### MATERIAL FOR THIS TASK
----
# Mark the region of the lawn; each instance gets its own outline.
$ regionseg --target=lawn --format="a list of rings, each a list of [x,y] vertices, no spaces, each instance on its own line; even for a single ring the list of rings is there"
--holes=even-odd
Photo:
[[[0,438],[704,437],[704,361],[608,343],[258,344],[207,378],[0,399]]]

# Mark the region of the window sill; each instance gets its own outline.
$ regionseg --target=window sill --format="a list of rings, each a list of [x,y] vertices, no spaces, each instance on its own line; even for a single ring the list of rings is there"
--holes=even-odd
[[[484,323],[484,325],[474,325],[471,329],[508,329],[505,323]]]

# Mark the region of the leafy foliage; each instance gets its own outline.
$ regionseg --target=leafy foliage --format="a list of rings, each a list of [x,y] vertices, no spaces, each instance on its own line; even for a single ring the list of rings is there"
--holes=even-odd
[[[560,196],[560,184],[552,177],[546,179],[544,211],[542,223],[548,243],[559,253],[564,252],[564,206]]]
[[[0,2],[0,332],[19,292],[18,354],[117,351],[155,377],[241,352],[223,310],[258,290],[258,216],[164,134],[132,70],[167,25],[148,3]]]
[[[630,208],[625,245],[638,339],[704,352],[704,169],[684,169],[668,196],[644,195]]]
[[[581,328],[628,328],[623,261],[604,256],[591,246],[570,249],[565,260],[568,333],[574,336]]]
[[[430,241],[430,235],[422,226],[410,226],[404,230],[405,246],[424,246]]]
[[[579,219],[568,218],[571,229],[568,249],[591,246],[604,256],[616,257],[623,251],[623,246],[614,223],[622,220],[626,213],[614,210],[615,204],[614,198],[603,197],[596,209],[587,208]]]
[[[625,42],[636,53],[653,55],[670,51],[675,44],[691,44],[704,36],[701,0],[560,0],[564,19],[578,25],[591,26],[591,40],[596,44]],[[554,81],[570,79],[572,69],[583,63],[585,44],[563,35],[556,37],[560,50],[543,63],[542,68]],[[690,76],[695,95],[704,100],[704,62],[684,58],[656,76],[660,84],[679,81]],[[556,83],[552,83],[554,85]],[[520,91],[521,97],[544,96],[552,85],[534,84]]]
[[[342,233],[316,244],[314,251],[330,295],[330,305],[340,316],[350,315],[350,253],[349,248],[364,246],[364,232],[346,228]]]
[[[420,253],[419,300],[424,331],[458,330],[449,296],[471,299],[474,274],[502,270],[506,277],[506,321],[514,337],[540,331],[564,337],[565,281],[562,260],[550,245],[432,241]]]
----
Reproduce every entry above word for word, from the first line to the last.

# Mark the region of the lawn; each instance gets its own outline.
$ regionseg --target=lawn --format="a list of rings, each a list of [x,y] vertices, no spaces, each instance on its own line; even for a single ring the list of rings is there"
--holes=even-odd
Photo:
[[[0,438],[704,437],[704,361],[608,343],[258,344],[207,378],[0,399]]]

# Mark the region of the window sill; each instance gets its own outline.
$ regionseg --target=window sill --format="a list of rings, each a list of [x,y] vertices, no spaces, each instance on its own line; even for a single ring the list of rings is there"
--holes=even-odd
[[[484,323],[484,325],[474,325],[471,329],[508,329],[505,323]]]

# Mark the region of the leafy foliage; each instance gets its own outline.
$ regionseg --target=leafy foliage --format="a list of rings, each a list of [x,y] vertices, no spaces, each instance on its own line; even for a single ring the list of rings is there"
--holes=even-odd
[[[560,196],[560,184],[552,177],[546,179],[544,211],[542,223],[548,243],[559,253],[564,252],[564,206]]]
[[[0,2],[0,332],[19,292],[18,354],[117,351],[155,377],[241,352],[223,310],[258,290],[258,216],[164,134],[132,70],[167,25],[148,3]]]
[[[630,208],[625,245],[638,339],[704,352],[704,169],[684,169],[668,196],[644,195]]]
[[[581,328],[628,328],[623,261],[604,256],[591,246],[570,249],[565,260],[568,333],[574,336]]]
[[[430,241],[430,235],[422,226],[410,226],[404,230],[405,246],[424,246]]]
[[[579,219],[568,218],[571,229],[568,249],[591,246],[604,256],[616,257],[623,251],[623,246],[614,223],[622,220],[626,213],[614,210],[615,204],[614,198],[603,197],[596,209],[587,208]]]
[[[625,42],[636,53],[653,55],[670,51],[675,44],[691,44],[704,36],[701,0],[560,0],[564,19],[578,25],[591,26],[591,40],[596,44]],[[554,81],[570,79],[572,69],[583,63],[585,44],[563,35],[556,37],[560,50],[543,63],[542,68]],[[690,76],[695,95],[704,100],[704,62],[684,58],[656,76],[660,84],[679,81]],[[556,83],[552,83],[554,85]],[[520,91],[521,97],[544,96],[552,85],[534,84]]]
[[[342,233],[316,244],[314,251],[330,295],[330,305],[340,316],[350,315],[350,253],[349,248],[364,246],[364,232],[346,228]]]
[[[420,253],[419,300],[424,331],[458,330],[449,296],[471,299],[474,274],[502,270],[506,277],[506,321],[514,337],[540,331],[564,337],[565,281],[562,260],[550,245],[432,241]]]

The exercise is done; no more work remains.